━━━ Task inputs

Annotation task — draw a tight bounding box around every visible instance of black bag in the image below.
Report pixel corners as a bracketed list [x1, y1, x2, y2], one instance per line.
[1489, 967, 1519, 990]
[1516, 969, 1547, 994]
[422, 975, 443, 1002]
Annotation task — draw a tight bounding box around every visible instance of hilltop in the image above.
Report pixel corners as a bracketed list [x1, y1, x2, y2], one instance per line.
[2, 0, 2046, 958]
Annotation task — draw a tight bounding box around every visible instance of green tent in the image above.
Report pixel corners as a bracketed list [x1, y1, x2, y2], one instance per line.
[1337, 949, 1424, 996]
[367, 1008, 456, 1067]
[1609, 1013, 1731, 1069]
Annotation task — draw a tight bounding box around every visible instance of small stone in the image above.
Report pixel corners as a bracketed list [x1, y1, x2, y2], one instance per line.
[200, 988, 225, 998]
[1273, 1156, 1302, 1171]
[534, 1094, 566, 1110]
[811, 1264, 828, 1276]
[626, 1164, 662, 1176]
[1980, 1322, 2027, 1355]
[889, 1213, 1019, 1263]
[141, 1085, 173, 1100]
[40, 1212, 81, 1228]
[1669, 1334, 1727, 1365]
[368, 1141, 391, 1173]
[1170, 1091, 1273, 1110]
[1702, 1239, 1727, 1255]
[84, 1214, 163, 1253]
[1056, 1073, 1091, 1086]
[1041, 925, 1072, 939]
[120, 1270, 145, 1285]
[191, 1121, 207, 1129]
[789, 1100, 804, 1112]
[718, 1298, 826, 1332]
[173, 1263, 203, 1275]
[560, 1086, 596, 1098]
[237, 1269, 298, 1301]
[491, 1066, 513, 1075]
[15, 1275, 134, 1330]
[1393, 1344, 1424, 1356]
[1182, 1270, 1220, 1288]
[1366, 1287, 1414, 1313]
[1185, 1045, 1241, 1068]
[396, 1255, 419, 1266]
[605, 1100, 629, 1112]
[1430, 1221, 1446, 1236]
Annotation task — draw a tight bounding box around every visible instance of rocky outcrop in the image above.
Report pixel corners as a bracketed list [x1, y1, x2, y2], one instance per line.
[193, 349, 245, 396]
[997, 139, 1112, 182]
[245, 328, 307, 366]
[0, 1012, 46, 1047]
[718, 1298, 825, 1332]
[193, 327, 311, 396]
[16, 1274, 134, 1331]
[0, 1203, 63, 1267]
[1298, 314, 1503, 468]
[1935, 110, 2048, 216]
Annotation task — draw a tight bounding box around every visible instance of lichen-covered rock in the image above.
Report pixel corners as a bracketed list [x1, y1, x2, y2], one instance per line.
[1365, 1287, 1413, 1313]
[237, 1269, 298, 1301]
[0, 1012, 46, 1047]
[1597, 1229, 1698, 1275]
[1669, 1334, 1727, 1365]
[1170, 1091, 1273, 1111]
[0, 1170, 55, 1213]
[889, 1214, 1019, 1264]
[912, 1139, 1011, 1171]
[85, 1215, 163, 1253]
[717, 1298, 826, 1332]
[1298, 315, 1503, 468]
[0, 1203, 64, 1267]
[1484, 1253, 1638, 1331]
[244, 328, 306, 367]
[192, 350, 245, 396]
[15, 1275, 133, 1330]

━━━━━━

■ Problem description ■
Which lines of the entries contain "image"? Count them and write only the number.

■ Exercise response ■
6